>>

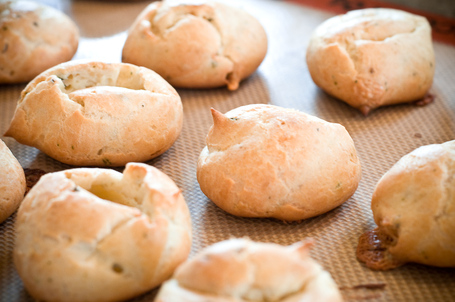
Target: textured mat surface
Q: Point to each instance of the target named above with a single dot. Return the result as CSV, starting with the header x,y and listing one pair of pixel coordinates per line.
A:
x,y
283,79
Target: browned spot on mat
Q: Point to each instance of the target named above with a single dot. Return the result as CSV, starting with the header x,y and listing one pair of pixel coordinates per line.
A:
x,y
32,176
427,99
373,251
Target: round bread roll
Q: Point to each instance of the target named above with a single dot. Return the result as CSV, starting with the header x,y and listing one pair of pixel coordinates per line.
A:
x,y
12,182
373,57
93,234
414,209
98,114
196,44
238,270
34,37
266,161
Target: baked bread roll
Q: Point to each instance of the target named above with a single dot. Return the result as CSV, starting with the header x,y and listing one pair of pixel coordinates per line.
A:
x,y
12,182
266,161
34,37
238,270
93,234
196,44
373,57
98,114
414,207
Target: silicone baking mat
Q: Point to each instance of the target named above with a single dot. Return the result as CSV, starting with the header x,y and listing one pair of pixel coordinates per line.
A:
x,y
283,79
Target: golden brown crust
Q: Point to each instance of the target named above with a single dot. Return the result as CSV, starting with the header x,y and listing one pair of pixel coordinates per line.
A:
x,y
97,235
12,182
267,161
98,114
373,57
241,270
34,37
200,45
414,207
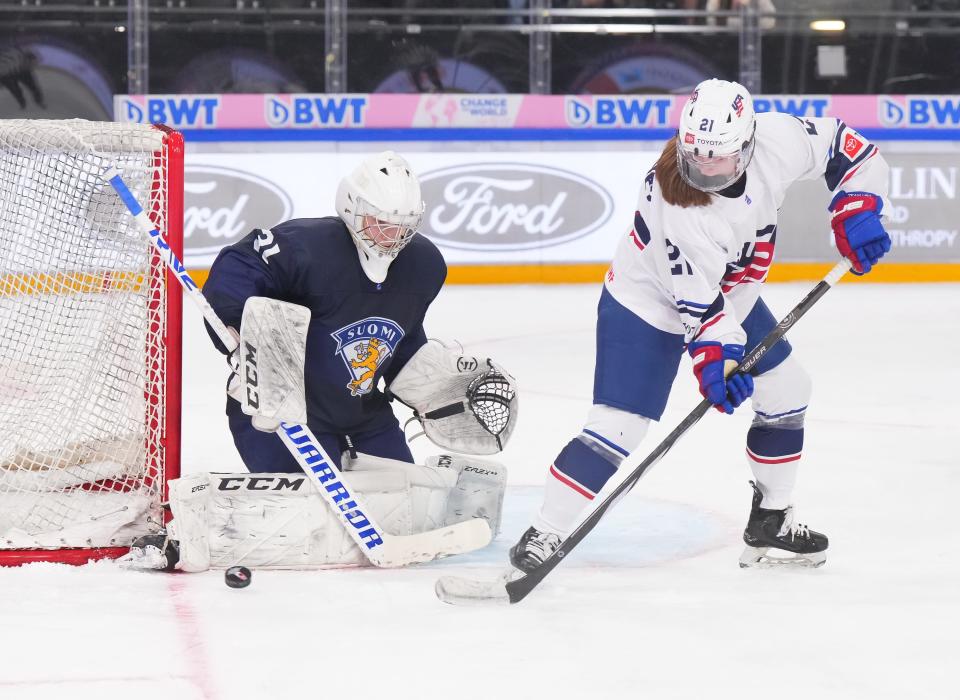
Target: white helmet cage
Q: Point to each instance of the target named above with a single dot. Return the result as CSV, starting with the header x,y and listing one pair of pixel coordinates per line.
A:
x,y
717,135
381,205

<<
>>

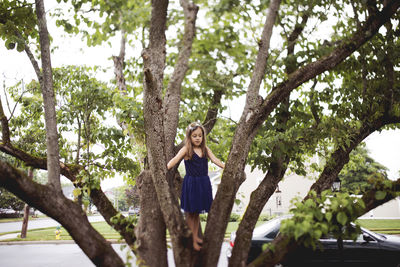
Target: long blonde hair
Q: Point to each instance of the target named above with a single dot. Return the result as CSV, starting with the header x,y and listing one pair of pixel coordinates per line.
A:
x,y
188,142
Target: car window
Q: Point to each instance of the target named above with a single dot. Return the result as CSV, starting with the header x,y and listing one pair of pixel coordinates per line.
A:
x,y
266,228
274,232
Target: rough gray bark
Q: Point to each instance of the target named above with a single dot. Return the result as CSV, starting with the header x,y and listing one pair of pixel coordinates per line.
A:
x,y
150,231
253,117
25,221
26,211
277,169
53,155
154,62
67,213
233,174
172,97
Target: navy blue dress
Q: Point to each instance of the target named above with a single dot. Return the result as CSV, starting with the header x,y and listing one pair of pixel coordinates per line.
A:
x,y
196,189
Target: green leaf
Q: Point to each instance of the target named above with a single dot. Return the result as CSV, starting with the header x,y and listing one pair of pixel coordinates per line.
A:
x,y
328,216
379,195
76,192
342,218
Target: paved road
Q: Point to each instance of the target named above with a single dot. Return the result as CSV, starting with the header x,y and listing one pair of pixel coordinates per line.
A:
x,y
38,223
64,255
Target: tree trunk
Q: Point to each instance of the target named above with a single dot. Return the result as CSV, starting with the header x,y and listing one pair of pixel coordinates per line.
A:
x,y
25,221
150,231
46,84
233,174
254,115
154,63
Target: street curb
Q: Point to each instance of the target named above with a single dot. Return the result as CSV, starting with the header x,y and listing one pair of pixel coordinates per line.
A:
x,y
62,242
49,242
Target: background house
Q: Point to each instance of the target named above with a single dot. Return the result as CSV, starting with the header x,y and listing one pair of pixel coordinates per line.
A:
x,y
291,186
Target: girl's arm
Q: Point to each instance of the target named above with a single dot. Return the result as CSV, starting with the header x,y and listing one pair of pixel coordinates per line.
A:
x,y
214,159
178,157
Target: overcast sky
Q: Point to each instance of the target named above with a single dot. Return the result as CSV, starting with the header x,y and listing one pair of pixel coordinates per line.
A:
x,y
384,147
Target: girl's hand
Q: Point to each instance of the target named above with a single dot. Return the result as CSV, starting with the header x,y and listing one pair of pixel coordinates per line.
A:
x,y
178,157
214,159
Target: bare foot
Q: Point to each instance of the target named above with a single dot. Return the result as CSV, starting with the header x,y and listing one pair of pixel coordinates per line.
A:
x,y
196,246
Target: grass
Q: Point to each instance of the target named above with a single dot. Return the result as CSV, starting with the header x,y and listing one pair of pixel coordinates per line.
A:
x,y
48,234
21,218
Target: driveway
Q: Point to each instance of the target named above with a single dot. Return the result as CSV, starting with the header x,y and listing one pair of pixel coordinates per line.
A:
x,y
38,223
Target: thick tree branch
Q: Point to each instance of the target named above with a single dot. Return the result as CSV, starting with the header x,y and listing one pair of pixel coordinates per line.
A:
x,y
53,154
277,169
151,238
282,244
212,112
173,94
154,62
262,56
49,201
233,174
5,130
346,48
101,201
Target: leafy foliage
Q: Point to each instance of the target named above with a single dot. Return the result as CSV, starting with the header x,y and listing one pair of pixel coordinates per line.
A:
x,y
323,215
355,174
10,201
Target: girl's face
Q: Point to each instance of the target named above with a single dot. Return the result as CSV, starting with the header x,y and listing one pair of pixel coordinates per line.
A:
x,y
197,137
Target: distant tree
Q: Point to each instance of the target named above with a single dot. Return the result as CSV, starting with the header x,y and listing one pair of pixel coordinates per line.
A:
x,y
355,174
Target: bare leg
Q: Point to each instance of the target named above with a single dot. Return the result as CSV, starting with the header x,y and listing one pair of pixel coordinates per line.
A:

<<
>>

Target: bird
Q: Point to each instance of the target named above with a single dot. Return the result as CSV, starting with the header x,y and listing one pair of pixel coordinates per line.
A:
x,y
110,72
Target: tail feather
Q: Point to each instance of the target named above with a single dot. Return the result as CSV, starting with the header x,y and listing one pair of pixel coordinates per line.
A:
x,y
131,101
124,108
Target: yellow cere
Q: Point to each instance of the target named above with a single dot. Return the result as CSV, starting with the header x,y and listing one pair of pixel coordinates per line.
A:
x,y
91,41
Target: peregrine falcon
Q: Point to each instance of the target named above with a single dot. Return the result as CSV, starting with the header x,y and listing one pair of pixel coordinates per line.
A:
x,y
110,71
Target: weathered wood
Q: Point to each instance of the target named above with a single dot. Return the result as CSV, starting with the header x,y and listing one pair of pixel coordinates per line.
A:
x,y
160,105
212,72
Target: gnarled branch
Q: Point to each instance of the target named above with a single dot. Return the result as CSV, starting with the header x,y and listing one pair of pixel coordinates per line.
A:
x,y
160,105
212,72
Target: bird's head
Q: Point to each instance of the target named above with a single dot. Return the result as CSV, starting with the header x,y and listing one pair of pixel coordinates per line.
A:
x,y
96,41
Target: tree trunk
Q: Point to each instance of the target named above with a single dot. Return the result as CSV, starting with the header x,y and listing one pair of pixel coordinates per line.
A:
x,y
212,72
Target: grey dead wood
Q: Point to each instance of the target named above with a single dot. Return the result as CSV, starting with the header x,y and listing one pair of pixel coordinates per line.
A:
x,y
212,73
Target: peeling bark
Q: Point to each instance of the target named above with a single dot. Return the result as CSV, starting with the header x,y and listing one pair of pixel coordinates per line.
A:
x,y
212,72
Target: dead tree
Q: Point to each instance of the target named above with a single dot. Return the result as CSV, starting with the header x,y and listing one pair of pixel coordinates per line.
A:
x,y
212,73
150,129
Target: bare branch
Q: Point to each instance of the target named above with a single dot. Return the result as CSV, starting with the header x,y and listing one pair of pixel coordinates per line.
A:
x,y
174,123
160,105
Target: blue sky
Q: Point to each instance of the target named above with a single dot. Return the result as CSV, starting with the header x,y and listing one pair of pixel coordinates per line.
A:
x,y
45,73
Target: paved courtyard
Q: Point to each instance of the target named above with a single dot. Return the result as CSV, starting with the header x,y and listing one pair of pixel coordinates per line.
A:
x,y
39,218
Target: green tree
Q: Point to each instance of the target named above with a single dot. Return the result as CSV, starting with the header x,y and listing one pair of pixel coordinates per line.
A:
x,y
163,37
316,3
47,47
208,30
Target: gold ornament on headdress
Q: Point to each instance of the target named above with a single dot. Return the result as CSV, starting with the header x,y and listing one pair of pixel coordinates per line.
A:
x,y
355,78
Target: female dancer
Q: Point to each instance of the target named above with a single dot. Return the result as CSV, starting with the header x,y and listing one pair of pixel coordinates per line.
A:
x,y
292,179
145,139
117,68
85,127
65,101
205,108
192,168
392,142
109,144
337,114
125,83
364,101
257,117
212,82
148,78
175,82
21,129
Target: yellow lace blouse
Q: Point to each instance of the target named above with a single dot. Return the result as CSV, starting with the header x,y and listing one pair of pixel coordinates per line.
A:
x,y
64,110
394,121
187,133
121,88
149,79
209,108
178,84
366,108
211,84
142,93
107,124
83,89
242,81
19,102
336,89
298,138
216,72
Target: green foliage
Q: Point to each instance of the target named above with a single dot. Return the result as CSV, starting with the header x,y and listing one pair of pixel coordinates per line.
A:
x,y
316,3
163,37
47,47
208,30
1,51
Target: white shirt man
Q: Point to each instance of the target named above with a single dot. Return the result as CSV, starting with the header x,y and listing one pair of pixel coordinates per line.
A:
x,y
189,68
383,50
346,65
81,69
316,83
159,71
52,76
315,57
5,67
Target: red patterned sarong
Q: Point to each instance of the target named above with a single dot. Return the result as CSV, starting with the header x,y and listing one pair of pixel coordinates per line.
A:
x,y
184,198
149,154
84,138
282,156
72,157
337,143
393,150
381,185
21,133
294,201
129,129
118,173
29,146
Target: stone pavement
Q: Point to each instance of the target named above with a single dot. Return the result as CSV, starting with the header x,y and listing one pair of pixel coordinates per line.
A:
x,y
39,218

<<

EXERCISE DIRECTIONS: Reproduce the entries above exactly, but only the lines between the line holding "Target: textured mat surface" and the line holding "Target: browned spot on mat", inclusive.

FINAL ANSWER:
Target: textured mat surface
Q: Point to each instance of the target named above with a single dot. Return the result as CSV, starting with the header x,y and listing one pair of pixel coordinates per line.
A:
x,y
283,79
Target: browned spot on mat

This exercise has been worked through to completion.